* **Work instruction A**: List every date or year that appears in the text about Oklahoma's opioid ruling.
* **Work instruction B**: Pick up the text about Oklahoma's opioid ruling after its last sentence and continue it.

Alerts and Updates
Much of Oklahoma's $572 Million Opioid Case Likely to Be Replicated Elsewhere, But Unique Cause of Action May Not
August 28, 2019
One of the defenses raised by the defendants, that their marketing activities were protected under the First Amendment, was rejected by the court.
On August 26, 2019, Cleveland County, Oklahoma, District Judge Thad Balkman delivered his highly anticipated ruling in the state of Oklahoma’s lawsuit against certain pharmaceutical companies responsible for manufacturing and marketing prescription opioid medications. Because the other pharmaceutical companies named in the state’s case settled with the Attorney General’s Office earlier this year, Johnson & Johnson and its subsidiary Janssen Pharmaceuticals remained the primary subjects of the evidence at trial and the focus of the attention surrounding Judge Balkman’s then-forthcoming ruling.
As Judge Balkman stated in the published judgment, the defendants knowingly and misleadingly marketed their highly addictive prescription opioids, and by doing so caused harm for which the state could seek redress, as their “actions annoyed, injured, or endangered the comfort, repose, health or safety of Oklahomans.” (Following the judge’s ruling, Johnson & Johnson announced that it would appeal the court’s ruling and the civil judgment discussed below.)
While Oklahoma is certainly not the only state dealing with the opioid epidemic, it has been particularly hard-hit by the scourge: As Judge Balkman remarked, more than 236 million opioid pills were dispensed to Oklahoma residents in 2015—“enough for every adult to have 110 pills.” What’s more, Oklahoma had the most dispensed prescription fentanyl—a narcotic sold under numerous brand names—per capita. Yet, as it relates to the nationwide struggle more generally, the case served as something of a bellwether trial, eagerly watched by both the pharmaceutical industry and state attorneys general around the country as a test for gauging how this hot-button public policy issue would play out in court.

Stored records
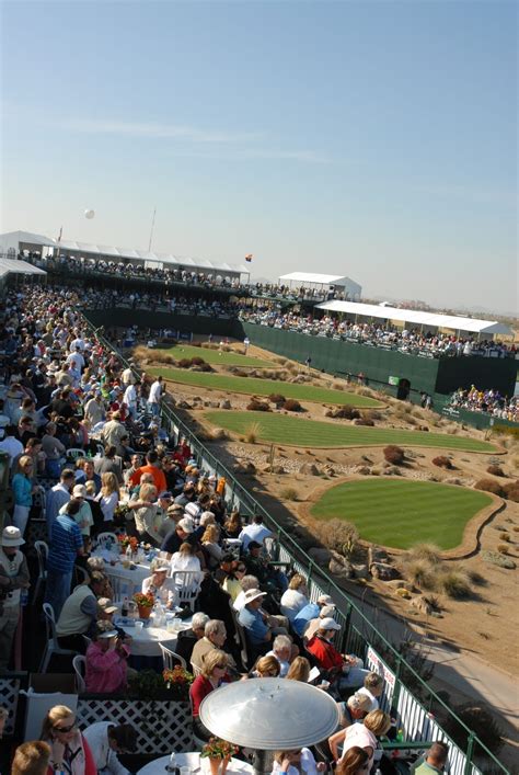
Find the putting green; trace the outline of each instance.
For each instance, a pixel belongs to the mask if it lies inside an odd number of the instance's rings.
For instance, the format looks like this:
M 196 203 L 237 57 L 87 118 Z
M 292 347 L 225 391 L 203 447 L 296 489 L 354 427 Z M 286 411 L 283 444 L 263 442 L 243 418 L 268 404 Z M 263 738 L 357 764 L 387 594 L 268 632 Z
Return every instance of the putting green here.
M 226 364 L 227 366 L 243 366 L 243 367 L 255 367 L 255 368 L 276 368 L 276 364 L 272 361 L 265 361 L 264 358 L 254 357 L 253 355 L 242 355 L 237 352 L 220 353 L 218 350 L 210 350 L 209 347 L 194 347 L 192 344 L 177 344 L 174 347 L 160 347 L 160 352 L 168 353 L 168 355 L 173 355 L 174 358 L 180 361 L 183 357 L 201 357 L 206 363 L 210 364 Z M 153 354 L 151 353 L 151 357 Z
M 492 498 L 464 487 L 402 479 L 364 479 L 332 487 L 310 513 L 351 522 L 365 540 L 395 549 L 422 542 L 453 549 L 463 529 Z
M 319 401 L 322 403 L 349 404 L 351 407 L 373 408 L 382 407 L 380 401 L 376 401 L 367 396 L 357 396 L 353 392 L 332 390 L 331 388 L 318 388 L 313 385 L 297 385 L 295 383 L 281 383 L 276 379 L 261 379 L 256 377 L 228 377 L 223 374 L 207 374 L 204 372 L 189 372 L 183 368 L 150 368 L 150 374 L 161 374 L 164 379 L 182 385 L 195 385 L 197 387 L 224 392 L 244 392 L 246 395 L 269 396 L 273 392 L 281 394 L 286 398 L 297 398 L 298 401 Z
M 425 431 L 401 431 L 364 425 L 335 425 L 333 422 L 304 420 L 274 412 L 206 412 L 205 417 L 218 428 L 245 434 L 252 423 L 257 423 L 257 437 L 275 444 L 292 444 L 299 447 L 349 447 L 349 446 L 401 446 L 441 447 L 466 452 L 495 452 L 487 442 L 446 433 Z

* **Response box A**: August 28, 2019; August 26, 2019; 2015

* **Response box B**:
While the facts and named defendants in the Oklahoma case are already—or will undoubtedly become—replicated in litigation throughout the country, one unique aspect of this case may not: the cause of action alleged by the state of Oklahoma. In bringing its action against the drug manufacturers, the attorney general alleged that the pharmaceutical companies had violated Okla. Stat. tit. 50, § 1, et seq., Oklahoma’s public nuisance law. Having identified the sort of harms produced by the opioid epidemic in Oklahoma, Judge Balkman made clear his position that “[t]here can be no question that this nuisance affects entire communities, neighborhoods, or a considerable number of persons,” quoting from 50 O.S. §2.
One of the defenses raised by the defendants, that their marketing activities were protected under the First Amendment, was rejected by the court on the grounds that the marketing “was clearly commercial speech,” afforded a lesser degree of protection than private speech. The defendants also argued that the state had not, and could not, establish the “causation” element of its public nuisance claim; in particular, they argued, because Johnson & Johnson’s opioid sales accounted for only 1 percent of the total opioid sales in Oklahoma. Yet the court rejected this defense, explaining—despite the market share figures—that there were “no intervening causes that supervened or superseded” the defendants’ acts as a direct cause of the injuries to the state.
To remedy the harms caused by the defendants, Judge Balkman ordered the defendants—now only Johnson & Johnson and Janssen—to pay more than $572 million. It is worth noting that whereas the state had sought an award equivalent to roughly $17 billion for a multiyear abatement plan—designed to “abate” the nuisance caused by the defendants’ conduct—the court opted to order the payment of the cost of one year of the abatement plan, calculated to be $572,102,028.